[[ Provided text open ]]
The defendant claims that Count Two is barred by: (1) the Statute of Frauds, General Statutes § 52-550(a); and (2) the laws of agency, which bar the plaintiff from recovering from an agent where the principle is known to him. The defendant moves to strike Count Four for the reason that: (1) absent a directive from a client, an attorney cannot make payment to an unsecured creditor; (2) the defendant Weber owed the plaintiff no duty; and (3) the laws of agency bar the plaintiff from recovering from an agent where the principle is known to him.

The plaintiff, in opposition, argues that § 52-550(a), the Statute of Frauds is not applicable, as the plaintiff has not alleged that the defendant agreed to answer for the debt of the client, and thus, has not alleged that Weber is personally responsible for the outstanding bill for chiropractic services. The plaintiff, instead, argues that the complaint alleges that the bill should have been satisfied from any money due the client.

The plaintiff has filed a memorandum of law in opposition to the motion to strike consisting of argument on all issues raised by the defendant. However, other than citing appropriate case law regarding the legal standards applicable to a review of a motion to strike, the plaintiff's memorandum is completely devoid of any statutory or case law citations pertaining to the issues raised by tile defendant. The court, therefore, will consider the defendant's legal claims in the absence of any such legal claims in opposition from the plaintiff.

As to the defendant's argument that the laws of agency makes the plaintiff's claims insufficient, the plaintiff argues that the letter of protection signed by co-defendant Kennedy and orally acknowledged by Weber, did not independently create an obligation for the client, but rather grants security for an already existing obligation. The plaintiff is not attempting to collect a debt that Weber incurred on behalf of his client but rather, payment of a debt the client incurred and the defendant Weber agreed to satisfy from the proceeds of the client's recovery from her personal injury claim.
[[ Provided text closed ]]
[[ Stored data open ]]
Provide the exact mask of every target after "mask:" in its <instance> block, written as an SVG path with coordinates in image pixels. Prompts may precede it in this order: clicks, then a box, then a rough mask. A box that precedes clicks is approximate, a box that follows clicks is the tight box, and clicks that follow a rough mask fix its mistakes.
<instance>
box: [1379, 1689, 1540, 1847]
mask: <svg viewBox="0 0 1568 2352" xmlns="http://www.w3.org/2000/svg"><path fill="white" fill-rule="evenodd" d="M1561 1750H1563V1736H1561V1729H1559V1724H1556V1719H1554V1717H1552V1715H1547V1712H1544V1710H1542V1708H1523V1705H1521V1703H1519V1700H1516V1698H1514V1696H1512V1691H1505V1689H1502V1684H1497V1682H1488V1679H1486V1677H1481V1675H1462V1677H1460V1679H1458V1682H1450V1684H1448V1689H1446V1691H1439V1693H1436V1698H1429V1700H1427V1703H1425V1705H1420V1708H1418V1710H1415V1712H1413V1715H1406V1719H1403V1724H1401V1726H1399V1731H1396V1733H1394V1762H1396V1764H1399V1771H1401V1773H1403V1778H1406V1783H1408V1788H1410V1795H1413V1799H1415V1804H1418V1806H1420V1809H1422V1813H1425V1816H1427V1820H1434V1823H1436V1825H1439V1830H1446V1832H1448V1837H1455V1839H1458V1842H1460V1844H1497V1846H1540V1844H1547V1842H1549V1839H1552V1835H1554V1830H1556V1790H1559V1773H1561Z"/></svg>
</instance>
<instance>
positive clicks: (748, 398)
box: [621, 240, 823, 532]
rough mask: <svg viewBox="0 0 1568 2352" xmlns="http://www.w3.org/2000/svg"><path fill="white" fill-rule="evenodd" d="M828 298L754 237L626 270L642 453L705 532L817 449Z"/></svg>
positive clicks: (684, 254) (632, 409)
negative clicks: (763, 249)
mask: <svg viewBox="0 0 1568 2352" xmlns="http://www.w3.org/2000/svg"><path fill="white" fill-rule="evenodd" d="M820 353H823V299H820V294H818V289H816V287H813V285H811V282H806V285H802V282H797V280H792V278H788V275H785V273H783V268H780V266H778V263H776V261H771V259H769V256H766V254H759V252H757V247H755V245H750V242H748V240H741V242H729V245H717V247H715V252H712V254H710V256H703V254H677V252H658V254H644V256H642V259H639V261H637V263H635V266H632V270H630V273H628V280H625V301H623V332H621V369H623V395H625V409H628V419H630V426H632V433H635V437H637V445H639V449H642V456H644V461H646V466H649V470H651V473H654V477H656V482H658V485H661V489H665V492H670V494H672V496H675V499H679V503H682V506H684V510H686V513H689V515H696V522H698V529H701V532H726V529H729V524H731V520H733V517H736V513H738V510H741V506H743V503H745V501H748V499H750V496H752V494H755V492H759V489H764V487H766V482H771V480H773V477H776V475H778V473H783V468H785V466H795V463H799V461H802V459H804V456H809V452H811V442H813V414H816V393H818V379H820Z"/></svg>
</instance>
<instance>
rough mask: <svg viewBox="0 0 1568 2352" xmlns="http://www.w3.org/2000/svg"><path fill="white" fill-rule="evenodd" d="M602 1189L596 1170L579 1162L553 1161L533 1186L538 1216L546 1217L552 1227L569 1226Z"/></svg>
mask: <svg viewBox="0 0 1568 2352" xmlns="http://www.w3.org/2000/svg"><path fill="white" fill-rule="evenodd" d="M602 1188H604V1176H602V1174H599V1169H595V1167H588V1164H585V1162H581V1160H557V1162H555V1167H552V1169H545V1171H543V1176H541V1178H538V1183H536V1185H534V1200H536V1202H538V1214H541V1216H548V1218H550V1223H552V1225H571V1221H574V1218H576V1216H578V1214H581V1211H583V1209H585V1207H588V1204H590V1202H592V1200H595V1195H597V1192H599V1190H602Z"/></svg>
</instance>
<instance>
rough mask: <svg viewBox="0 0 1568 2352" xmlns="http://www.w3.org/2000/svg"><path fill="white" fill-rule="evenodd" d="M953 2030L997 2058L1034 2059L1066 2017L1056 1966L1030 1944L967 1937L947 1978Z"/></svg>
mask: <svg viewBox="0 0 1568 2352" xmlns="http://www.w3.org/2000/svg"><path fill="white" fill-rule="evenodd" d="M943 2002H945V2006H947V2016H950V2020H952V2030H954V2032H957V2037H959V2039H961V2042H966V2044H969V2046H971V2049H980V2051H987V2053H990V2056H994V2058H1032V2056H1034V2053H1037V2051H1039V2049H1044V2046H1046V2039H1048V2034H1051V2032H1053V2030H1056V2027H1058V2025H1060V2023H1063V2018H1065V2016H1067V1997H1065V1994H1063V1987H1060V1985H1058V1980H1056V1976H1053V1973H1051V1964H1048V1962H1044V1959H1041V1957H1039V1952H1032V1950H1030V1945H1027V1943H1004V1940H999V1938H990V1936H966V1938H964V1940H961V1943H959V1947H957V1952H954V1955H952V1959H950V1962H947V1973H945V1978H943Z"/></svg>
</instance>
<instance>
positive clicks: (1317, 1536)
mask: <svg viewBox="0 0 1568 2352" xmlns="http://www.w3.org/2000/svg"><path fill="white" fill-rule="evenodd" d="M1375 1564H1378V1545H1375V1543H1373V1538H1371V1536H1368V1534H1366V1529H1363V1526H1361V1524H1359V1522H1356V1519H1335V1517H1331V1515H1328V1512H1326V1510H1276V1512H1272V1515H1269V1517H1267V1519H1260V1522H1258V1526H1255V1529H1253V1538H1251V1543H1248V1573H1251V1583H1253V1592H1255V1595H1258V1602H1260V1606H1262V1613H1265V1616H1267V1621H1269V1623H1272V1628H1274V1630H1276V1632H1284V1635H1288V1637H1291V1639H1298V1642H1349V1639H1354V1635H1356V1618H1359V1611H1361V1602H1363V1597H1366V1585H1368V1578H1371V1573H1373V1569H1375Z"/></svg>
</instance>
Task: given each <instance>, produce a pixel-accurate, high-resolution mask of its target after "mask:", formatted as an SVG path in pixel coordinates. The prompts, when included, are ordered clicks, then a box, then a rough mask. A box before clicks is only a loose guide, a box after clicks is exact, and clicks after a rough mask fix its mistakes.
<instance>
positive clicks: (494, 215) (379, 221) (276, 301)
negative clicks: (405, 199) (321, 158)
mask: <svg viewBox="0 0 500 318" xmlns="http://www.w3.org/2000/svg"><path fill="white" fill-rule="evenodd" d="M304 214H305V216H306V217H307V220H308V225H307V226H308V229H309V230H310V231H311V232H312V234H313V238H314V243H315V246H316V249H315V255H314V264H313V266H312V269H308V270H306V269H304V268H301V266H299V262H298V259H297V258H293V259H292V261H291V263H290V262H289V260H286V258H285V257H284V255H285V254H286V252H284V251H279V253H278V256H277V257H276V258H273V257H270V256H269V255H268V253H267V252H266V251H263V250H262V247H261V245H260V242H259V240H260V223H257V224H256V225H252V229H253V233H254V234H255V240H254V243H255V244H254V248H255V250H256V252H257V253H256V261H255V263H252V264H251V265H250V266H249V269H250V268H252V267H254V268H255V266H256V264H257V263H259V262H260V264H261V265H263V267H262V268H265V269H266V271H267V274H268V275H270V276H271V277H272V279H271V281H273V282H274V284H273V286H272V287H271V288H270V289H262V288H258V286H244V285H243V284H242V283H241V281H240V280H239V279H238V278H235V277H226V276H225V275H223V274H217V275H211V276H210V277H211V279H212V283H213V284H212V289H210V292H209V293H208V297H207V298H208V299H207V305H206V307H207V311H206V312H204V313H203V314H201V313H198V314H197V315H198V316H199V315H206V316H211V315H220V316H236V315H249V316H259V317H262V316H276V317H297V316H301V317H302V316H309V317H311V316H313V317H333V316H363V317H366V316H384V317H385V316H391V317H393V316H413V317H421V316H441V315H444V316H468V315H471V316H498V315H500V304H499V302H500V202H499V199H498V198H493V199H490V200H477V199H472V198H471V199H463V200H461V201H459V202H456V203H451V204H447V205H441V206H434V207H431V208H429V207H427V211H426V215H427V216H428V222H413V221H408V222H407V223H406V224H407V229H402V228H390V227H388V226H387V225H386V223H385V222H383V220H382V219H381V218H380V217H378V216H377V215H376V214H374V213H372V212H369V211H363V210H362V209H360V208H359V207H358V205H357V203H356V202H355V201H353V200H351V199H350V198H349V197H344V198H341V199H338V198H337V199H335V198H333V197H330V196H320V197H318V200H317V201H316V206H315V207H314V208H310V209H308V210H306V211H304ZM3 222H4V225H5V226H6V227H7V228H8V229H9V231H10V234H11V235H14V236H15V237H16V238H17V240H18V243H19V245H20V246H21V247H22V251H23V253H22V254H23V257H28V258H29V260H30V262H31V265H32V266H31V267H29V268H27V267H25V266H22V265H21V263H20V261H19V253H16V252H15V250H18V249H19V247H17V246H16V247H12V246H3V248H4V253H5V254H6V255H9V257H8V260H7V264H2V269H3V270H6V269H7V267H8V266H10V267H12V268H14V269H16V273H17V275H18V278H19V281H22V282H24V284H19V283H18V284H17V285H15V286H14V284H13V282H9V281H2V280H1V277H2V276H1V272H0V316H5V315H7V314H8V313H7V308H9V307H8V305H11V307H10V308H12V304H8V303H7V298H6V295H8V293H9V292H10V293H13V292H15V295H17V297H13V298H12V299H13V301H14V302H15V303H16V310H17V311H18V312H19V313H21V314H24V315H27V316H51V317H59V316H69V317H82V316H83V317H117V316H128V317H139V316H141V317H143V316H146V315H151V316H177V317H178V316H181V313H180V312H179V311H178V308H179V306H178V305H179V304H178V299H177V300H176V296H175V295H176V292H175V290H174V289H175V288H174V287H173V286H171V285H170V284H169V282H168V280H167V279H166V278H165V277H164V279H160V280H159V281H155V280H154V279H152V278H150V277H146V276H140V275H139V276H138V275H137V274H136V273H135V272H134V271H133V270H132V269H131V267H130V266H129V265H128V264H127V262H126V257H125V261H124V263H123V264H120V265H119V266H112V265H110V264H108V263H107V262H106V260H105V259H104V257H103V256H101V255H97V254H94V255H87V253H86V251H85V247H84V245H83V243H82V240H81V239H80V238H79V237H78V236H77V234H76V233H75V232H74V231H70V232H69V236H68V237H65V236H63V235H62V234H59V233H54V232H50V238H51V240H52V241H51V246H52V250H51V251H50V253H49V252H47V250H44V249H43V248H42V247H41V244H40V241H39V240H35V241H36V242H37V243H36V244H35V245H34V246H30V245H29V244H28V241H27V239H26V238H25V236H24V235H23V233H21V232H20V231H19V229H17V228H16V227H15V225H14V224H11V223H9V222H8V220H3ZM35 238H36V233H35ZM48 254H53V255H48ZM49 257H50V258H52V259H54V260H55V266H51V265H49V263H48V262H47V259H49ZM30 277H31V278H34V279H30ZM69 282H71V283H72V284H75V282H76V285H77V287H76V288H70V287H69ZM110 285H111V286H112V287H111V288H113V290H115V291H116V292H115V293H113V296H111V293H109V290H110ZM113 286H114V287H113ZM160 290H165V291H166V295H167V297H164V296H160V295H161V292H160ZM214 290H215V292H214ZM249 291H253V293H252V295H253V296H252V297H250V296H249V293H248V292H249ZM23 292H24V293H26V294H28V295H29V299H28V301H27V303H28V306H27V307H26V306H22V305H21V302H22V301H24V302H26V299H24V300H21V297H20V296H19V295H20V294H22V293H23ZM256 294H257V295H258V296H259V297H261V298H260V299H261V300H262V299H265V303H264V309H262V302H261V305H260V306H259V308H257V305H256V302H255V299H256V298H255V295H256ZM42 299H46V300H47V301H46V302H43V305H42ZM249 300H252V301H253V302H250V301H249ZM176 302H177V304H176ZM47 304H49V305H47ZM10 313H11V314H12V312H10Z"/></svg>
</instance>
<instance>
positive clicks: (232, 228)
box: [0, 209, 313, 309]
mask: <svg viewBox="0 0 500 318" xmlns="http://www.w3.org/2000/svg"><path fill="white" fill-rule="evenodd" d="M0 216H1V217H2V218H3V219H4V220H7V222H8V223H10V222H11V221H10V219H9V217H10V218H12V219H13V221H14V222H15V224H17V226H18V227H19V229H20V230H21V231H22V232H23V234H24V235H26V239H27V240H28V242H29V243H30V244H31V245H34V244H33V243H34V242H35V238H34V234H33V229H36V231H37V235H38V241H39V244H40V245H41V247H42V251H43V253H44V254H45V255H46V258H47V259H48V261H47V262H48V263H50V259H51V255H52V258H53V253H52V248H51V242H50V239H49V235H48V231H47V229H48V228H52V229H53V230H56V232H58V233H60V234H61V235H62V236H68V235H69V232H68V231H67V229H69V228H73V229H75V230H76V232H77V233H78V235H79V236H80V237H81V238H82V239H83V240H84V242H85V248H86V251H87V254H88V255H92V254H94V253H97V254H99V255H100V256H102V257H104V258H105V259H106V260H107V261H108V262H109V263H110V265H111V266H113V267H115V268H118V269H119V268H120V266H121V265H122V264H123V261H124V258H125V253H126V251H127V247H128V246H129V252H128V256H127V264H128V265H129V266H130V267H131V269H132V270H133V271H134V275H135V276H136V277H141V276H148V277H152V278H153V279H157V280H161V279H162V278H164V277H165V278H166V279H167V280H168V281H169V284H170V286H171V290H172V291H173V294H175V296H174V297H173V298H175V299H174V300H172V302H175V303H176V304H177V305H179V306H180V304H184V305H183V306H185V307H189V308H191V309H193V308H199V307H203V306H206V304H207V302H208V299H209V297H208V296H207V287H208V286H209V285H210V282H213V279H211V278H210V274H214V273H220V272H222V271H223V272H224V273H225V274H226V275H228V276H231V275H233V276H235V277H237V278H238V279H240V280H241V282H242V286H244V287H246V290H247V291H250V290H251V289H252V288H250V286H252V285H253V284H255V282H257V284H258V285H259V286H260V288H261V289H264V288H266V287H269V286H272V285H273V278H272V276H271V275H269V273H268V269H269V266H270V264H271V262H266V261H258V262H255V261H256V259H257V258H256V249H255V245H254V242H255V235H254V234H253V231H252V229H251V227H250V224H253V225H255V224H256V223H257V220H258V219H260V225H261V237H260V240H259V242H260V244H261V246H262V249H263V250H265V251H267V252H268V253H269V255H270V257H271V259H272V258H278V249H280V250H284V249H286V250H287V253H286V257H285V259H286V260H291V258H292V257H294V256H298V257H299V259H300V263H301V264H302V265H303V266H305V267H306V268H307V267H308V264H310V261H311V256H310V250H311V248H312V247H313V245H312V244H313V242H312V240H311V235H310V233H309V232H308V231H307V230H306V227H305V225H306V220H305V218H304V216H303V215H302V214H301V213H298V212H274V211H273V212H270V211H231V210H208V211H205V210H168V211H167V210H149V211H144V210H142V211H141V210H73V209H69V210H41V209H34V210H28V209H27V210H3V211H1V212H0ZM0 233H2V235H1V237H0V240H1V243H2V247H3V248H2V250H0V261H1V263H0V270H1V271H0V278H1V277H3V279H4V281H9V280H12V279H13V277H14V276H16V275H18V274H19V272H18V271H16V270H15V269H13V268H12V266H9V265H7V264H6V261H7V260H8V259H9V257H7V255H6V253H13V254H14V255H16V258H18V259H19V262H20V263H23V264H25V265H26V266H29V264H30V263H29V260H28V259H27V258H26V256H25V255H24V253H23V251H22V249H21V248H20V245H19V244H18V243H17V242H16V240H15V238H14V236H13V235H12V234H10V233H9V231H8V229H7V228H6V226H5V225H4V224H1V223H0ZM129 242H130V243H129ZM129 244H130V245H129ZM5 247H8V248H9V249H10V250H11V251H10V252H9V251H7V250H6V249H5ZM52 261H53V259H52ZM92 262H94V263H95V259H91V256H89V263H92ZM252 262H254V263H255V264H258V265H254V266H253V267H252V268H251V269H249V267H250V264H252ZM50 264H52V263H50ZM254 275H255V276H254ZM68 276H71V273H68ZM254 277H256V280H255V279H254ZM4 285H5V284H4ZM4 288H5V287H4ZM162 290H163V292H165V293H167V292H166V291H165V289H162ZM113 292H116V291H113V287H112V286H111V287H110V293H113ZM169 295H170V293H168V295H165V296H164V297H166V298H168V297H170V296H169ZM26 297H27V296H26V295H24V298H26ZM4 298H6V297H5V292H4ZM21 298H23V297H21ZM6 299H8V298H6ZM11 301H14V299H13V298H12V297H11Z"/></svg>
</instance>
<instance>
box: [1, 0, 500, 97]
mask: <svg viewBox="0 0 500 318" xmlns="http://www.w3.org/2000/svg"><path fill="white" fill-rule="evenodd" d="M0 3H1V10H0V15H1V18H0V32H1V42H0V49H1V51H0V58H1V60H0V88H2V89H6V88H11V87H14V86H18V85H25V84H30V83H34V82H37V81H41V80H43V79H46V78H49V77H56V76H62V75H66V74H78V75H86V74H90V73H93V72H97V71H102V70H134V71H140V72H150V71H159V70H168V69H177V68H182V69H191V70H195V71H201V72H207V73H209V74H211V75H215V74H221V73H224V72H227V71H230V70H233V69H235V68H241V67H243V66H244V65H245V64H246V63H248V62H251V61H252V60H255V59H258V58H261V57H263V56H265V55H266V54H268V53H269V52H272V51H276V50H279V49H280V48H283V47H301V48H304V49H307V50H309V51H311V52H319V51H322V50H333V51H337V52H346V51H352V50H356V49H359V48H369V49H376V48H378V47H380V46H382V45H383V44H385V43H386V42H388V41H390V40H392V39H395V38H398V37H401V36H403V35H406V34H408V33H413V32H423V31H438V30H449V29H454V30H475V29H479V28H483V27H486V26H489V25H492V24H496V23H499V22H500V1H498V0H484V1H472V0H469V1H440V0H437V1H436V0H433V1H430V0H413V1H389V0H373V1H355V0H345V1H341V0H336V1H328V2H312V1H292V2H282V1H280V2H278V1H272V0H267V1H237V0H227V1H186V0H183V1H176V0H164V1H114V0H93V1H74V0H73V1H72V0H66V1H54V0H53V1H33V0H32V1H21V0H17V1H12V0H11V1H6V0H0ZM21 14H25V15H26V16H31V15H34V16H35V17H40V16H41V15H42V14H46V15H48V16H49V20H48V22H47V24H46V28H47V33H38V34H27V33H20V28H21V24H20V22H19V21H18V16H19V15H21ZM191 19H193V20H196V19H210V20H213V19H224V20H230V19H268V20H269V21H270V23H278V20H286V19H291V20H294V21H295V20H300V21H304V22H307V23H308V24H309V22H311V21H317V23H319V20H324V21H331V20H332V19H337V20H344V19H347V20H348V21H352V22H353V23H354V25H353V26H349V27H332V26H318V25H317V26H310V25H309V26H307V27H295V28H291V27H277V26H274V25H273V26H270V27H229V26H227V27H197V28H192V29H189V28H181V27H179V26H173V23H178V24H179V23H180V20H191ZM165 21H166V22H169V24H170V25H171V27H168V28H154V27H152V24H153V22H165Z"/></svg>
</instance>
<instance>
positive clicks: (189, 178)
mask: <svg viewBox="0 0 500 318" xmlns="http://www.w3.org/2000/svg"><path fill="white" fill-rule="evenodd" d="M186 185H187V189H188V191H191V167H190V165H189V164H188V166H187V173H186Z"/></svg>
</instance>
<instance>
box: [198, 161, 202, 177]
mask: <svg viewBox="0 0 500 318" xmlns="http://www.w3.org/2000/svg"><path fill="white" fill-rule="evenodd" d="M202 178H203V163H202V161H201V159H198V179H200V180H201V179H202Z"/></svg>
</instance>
[[ Stored data closed ]]
Things to do:
A. In the motion-to-strike passage, who signed the letter of protection?
B. Transcribe the motion-to-strike passage from "The plaintiff, in opposition, argues" up to and including "due the client.".
C. List every reason the defendant gives in the motion-to-strike passage for striking Count Four.

Numbered answers:
A. Co-defendant Kennedy signed it.

B.
The plaintiff, in opposition, argues that § 52-550(a), the Statute of Frauds is not applicable, as the plaintiff has not alleged that the defendant agreed to answer for the debt of the client, and thus, has not alleged that Weber is personally responsible for the outstanding bill for chiropractic services. The plaintiff, instead, argues that the complaint alleges that the bill should have been satisfied from any money due the client.

C.
- Absent a directive from a client, an attorney cannot make payment to an unsecured creditor.
- The defendant Weber owed the plaintiff no duty.
- The laws of agency bar the plaintiff from recovering from an agent where the principle is known to him.